## ATTIVITÀ DA SVOLGERE:
#1 Rispondi alle seguenti domande sul testo dedicato alle «idee forti», indicando ogni risposta con la lettera corrispondente.
(a) Quale viene indicata come la «nostra idea forte»?
(b) A che cosa dobbiamo assomigliare sotto la pioggia martellante delle «idee forti» correnti?
(c) In quali quattro ambiti può trovarsi il nostro luogo teologico?
#2 Duplica fedelmente il tratto del testo dedicato alle «idee forti» che va da «Tra un pullulare» fino a «nelle prassi pastorali.».

Tra un pullulare di notizie anche insignificanti o "curiose", che sovente riempiono le cronache, non mancano di martellare ripetitivamente, alcune "idee forti", che costituiscono attualmente i contenuti della "coscienza globale". Occorre fare attenzione perchè queste idee "forti" potrebbero entrare anche nella nostra mentalità, nelle nostre assemblee, nei nostri organismi e nelle prassi pastorali.

Attenzione perchè la nostra "idea forte" è "Cristo, ieri, oggi e sempre"! Lui è l'Unico a non poter essere mai superato, Lui solo è il nostro criterio e tutte le strade passano solo attraverso di Lui. Noi dobbiamo essere come delle rocce inattaccabili sotto la pioggia martellante delle "idee forti" correnti.

Non è il mondo il "luogo teologico" per pensarci e per ispirare il nostro ministero pastorale, che fa un tutto unico con noi. Il luogo teologico è il metro di valutazione, il criterio di giudizio, la fonte normativa con cui si stabilisce la verità della fede. Il nostro luogo teologico non può essere se non nella Scrittura, nella Tradizione, nel "sensus fidelium", nel Magistero.

## DATI ESTRATTI:
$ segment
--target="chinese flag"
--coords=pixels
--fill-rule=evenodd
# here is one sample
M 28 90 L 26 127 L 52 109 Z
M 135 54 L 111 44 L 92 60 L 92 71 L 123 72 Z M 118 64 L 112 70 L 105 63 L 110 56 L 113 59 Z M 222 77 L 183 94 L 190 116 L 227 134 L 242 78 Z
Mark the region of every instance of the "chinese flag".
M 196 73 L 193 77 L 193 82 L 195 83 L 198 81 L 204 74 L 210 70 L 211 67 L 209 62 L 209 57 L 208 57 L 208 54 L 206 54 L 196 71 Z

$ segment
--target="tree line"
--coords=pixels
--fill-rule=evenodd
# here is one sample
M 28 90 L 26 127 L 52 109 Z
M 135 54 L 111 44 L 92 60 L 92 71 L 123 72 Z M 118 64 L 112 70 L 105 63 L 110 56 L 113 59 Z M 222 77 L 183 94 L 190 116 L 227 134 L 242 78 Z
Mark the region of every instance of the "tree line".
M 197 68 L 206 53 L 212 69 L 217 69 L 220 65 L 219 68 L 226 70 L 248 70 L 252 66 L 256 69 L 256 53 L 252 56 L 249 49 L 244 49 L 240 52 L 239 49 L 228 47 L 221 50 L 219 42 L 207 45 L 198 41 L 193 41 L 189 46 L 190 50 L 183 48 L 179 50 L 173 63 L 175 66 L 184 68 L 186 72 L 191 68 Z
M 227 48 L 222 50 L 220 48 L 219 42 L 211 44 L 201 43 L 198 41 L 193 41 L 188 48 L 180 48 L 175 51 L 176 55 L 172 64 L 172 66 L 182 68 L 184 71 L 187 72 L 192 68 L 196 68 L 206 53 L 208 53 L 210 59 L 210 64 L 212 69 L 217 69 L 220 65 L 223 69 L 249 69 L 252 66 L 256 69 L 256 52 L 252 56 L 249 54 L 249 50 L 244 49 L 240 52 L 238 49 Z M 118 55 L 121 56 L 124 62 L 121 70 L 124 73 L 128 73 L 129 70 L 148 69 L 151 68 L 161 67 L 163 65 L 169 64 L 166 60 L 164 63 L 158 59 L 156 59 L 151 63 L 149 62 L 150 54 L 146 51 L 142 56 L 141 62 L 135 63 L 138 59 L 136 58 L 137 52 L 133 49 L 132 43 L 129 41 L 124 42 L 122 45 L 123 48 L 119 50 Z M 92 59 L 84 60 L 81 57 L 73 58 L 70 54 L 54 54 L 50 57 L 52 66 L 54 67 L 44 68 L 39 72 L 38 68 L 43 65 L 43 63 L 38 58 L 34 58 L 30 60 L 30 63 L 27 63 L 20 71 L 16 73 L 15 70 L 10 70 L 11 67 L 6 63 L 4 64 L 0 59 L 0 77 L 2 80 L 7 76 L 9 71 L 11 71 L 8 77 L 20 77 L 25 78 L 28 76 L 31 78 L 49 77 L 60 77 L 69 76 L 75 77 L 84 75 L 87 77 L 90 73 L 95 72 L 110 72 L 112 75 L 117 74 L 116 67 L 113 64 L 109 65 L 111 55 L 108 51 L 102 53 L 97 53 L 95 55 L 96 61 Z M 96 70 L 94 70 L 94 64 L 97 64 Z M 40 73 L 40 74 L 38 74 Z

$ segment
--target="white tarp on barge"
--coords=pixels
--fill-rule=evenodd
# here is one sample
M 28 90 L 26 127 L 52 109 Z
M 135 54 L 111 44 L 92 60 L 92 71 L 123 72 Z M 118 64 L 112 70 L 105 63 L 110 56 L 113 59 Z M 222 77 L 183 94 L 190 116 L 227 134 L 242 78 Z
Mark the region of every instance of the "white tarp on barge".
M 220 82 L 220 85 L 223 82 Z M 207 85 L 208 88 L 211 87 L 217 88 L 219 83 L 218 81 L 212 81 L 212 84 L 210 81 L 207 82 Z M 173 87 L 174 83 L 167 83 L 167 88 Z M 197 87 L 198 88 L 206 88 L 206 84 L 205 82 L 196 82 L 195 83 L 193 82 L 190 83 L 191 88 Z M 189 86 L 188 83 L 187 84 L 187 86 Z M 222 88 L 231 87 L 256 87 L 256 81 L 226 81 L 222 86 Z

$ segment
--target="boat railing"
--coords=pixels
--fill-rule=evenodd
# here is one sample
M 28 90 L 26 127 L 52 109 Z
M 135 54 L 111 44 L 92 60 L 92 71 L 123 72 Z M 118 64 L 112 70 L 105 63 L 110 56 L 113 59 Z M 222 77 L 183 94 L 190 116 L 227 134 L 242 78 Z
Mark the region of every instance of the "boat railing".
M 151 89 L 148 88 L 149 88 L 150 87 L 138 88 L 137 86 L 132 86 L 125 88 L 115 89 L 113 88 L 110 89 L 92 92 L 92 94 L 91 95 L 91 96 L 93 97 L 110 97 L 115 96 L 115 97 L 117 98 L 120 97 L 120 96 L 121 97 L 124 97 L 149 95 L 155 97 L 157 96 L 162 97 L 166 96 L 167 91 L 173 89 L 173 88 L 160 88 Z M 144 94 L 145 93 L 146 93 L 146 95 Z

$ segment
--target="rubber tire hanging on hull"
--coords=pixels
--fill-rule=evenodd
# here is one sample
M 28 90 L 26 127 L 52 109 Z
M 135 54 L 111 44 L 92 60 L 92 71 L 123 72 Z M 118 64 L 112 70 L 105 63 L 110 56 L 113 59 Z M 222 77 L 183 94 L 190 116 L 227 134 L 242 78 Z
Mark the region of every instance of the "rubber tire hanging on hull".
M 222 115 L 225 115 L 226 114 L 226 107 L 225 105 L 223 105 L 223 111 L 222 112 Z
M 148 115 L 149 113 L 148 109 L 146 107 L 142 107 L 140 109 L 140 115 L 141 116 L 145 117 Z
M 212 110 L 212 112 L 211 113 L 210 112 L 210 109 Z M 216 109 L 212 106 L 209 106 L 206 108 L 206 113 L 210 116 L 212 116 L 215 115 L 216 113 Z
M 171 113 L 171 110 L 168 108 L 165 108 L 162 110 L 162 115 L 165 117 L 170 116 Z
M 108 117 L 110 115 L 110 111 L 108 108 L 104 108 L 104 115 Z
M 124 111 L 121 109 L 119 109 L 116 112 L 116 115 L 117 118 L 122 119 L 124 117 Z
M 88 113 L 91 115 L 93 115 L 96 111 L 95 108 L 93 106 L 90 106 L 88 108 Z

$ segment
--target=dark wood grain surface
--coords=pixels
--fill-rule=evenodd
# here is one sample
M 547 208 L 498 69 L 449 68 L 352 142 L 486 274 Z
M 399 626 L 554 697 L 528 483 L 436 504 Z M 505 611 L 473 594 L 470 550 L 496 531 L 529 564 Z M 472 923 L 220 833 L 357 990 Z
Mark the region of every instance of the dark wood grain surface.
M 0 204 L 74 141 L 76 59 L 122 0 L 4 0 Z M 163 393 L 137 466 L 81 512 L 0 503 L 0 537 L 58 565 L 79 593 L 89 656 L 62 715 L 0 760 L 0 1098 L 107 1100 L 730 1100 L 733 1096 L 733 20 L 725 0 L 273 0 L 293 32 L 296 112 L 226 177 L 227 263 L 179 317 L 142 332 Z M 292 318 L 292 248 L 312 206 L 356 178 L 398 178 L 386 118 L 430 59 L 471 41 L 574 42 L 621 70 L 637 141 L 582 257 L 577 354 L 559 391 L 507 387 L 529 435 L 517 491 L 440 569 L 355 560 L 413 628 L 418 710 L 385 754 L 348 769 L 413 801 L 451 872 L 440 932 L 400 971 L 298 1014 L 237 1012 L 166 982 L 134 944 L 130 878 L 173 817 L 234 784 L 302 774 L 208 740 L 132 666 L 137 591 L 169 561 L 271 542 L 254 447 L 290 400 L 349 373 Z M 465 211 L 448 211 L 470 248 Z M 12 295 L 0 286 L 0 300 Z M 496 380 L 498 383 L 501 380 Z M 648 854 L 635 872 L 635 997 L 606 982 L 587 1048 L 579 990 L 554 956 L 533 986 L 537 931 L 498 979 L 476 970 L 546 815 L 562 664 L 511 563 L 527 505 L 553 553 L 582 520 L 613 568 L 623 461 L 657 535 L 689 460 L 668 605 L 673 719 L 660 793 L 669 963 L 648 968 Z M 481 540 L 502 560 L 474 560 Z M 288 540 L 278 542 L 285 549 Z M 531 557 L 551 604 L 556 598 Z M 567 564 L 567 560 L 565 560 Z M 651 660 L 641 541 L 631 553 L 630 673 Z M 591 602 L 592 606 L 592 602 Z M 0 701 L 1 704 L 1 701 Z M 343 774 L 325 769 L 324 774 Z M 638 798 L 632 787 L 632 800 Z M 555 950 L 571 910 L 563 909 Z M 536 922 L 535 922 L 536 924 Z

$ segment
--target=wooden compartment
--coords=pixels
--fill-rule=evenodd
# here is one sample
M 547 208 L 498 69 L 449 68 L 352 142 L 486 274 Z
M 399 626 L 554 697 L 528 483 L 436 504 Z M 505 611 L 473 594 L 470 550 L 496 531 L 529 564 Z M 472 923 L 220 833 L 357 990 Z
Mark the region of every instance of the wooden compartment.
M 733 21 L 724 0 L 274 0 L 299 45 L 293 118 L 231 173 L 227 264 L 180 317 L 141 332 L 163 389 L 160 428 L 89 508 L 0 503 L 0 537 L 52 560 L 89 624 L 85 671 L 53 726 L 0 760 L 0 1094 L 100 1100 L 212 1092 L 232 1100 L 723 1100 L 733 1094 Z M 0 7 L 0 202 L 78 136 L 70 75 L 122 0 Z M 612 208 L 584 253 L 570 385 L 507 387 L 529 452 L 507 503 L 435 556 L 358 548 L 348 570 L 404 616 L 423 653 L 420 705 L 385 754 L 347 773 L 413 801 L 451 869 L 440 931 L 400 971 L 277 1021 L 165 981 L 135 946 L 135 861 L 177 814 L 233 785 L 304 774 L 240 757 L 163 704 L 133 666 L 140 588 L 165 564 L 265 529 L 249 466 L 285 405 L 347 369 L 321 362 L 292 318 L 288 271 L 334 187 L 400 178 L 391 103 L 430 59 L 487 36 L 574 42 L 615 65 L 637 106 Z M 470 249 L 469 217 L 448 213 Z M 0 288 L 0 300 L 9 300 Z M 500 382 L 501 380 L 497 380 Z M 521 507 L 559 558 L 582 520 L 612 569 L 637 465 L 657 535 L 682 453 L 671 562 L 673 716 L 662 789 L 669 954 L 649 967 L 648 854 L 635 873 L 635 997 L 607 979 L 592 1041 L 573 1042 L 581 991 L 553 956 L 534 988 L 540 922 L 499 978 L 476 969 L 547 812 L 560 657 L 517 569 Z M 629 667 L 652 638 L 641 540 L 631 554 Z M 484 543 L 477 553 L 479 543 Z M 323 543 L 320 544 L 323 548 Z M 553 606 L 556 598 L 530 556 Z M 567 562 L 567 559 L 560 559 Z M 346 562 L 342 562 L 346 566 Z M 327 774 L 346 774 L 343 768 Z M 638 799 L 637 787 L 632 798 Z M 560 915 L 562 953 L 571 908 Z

## RISPOSTE:
#1
(a) «Cristo, ieri, oggi e sempre».
(b) A delle rocce inattaccabili.
(c) Nella Scrittura, nella Tradizione, nel «sensus fidelium» e nel Magistero.

#2
Tra un pullulare di notizie anche insignificanti o "curiose", che sovente riempiono le cronache, non mancano di martellare ripetitivamente, alcune "idee forti", che costituiscono attualmente i contenuti della "coscienza globale". Occorre fare attenzione perchè queste idee "forti" potrebbero entrare anche nella nostra mentalità, nelle nostre assemblee, nei nostri organismi e nelle prassi pastorali.